* **GOAL OF THE EXERCISE**: Identify each line below containing the string "netting" and copy it.

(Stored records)
--- START ---

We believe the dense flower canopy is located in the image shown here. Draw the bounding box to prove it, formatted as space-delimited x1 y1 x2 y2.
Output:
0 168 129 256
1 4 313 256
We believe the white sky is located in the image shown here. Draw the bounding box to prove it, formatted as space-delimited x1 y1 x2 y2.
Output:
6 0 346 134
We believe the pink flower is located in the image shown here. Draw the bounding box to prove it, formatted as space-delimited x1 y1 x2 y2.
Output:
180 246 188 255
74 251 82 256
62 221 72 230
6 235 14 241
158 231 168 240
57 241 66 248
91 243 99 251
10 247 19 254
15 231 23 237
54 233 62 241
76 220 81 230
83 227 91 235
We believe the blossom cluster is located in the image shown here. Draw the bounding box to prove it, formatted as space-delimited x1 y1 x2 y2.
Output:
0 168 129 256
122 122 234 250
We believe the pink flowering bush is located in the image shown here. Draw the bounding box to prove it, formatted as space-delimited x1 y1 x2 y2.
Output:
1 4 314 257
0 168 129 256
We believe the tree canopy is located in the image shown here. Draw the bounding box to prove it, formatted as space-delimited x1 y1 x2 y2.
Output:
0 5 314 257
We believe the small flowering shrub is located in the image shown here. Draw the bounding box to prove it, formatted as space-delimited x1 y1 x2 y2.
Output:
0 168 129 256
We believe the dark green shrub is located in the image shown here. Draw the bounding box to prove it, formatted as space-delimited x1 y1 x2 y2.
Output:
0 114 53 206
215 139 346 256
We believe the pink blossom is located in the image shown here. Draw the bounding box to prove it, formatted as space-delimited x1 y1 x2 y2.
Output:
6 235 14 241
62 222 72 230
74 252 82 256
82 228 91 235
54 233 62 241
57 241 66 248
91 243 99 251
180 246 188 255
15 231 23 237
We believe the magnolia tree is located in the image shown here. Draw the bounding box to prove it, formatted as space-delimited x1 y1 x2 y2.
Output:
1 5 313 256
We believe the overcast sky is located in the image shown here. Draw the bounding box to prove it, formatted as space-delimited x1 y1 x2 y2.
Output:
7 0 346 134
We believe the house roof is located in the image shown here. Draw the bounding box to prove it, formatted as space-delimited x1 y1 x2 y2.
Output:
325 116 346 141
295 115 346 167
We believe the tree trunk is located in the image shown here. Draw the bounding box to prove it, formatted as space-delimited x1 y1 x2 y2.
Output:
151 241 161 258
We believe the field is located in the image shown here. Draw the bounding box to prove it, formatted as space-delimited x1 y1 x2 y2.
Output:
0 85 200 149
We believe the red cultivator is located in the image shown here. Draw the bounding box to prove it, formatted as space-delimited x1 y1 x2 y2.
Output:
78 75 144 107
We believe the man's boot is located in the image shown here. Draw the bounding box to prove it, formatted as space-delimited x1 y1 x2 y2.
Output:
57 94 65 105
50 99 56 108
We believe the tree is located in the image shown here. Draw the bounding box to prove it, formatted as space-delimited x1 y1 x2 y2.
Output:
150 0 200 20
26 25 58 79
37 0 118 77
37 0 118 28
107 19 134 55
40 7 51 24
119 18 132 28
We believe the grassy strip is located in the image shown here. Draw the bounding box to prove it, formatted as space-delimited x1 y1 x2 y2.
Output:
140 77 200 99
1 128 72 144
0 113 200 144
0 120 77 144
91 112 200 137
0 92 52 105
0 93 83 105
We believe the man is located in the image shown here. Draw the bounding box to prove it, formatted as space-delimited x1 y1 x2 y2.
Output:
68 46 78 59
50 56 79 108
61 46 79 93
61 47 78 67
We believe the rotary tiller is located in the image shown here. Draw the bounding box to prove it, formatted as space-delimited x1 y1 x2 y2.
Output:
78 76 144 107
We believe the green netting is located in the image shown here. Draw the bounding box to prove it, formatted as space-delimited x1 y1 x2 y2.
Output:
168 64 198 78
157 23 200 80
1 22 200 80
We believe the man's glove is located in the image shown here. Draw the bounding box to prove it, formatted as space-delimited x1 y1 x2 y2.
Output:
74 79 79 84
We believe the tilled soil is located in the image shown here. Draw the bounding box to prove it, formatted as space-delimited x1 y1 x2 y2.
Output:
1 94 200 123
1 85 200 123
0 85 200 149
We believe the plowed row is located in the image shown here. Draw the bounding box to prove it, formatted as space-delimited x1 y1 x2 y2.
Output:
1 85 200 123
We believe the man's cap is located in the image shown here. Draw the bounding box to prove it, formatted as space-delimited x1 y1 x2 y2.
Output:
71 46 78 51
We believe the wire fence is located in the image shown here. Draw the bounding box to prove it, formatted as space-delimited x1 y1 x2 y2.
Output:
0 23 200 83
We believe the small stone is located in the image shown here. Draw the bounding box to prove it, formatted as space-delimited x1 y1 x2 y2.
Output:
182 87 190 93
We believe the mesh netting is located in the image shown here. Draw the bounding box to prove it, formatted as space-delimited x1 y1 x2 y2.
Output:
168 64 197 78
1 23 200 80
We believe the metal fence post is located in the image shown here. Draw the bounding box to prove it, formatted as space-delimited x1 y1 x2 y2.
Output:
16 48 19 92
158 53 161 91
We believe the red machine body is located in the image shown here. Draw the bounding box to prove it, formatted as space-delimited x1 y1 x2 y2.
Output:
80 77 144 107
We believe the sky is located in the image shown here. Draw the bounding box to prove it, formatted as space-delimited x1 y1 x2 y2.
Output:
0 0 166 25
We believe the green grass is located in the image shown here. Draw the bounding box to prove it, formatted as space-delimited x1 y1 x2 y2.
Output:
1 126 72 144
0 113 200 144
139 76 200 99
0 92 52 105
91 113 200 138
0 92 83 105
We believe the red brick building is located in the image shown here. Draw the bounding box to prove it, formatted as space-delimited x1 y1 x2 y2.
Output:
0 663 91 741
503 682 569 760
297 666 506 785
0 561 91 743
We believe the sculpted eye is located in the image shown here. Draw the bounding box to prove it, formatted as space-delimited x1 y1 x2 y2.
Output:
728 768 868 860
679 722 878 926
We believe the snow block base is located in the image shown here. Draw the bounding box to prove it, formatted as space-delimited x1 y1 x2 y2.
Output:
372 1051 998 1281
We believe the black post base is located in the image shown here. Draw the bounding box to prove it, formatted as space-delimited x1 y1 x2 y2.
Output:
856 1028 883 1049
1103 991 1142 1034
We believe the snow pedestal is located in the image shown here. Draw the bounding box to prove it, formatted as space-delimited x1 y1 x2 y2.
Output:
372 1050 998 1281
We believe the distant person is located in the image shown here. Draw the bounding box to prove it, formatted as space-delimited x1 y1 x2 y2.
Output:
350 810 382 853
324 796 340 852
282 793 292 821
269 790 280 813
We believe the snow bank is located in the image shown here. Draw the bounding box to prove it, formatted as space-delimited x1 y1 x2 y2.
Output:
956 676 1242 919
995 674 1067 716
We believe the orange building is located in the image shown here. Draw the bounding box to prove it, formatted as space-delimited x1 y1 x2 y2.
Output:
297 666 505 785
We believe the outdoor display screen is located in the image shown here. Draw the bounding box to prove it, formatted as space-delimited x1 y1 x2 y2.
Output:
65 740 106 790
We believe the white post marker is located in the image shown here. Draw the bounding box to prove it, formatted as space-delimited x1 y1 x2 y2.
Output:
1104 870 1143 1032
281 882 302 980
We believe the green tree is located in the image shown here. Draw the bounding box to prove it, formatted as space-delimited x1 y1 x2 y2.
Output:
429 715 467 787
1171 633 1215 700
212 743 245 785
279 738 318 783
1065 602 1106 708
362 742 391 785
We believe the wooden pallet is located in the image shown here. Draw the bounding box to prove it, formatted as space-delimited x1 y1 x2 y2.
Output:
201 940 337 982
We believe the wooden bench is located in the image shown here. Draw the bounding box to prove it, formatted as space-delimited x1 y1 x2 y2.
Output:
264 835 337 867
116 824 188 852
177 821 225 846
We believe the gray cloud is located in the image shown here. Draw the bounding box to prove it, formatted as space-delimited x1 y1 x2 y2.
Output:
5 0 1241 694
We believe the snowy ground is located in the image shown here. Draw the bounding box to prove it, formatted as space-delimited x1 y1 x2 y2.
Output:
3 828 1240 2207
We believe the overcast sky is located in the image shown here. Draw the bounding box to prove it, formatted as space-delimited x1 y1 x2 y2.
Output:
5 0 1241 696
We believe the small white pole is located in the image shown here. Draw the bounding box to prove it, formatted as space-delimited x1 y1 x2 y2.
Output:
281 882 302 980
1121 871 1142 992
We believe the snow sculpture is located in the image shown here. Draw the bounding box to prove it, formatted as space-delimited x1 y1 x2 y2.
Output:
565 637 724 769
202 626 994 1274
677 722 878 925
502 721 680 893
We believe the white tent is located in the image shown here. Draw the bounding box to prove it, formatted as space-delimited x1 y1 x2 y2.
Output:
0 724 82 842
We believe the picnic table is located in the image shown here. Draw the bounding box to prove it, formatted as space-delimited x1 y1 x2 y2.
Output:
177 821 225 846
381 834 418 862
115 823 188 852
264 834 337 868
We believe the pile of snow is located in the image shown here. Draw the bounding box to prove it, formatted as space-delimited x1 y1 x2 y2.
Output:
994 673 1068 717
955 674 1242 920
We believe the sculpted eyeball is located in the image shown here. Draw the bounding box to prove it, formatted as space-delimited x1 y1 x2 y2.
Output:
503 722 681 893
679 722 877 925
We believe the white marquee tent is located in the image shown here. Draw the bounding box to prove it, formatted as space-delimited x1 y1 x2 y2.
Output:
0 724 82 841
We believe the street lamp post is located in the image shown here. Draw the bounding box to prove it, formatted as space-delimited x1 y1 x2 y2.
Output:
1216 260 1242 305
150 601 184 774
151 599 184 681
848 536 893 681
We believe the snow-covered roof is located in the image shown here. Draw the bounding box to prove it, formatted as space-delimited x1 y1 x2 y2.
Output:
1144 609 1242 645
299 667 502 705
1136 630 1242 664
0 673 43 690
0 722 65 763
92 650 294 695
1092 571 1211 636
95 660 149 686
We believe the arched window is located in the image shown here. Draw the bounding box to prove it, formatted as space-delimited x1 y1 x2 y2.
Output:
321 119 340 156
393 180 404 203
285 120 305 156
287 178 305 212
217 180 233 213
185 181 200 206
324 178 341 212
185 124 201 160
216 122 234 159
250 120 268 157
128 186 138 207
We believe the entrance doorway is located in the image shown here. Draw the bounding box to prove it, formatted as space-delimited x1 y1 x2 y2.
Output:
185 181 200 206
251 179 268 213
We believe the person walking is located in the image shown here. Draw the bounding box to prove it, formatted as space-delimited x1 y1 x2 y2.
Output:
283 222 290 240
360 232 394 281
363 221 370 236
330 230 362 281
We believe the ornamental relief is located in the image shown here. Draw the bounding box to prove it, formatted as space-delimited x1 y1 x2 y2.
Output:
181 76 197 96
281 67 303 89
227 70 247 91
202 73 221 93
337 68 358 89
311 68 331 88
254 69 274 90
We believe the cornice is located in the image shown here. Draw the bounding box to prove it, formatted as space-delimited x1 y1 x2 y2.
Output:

--- END ---

* **YOUR RESPONSE**:
We believe the green netting is located in the image shown here. Draw the bounding box to prove it, formatted as space-delimited x1 y1 x2 y2.
We believe the mesh netting is located in the image shown here. Draw the bounding box to prove it, formatted as space-delimited x1 y1 x2 y2.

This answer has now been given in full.